# [The records]
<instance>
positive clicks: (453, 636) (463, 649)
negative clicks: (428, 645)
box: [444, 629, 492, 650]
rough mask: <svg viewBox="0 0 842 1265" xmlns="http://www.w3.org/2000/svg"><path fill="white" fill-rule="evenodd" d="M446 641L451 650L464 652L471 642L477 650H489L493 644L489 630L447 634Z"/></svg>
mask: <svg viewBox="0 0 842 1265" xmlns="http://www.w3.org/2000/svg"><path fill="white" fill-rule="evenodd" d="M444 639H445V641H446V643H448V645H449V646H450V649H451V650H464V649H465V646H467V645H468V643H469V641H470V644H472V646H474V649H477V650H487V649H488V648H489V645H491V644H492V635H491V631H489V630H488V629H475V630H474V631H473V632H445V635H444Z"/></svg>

# [How to complete this task]
Each record is to be retyped exactly as written.

# [Your response]
<instance>
positive clicks: (453, 636) (463, 649)
negative clicks: (428, 645)
box: [444, 629, 492, 650]
rough mask: <svg viewBox="0 0 842 1265" xmlns="http://www.w3.org/2000/svg"><path fill="white" fill-rule="evenodd" d="M446 641L451 650L464 652L471 642L477 650H489L493 644L489 630L447 634Z"/></svg>
mask: <svg viewBox="0 0 842 1265" xmlns="http://www.w3.org/2000/svg"><path fill="white" fill-rule="evenodd" d="M444 639H445V641H446V643H448V645H449V646H450V649H451V650H464V649H465V646H467V645H468V643H469V641H470V644H472V646H474V649H477V650H487V649H488V648H489V645H491V644H492V635H491V631H489V630H488V629H475V630H474V631H473V632H445V635H444Z"/></svg>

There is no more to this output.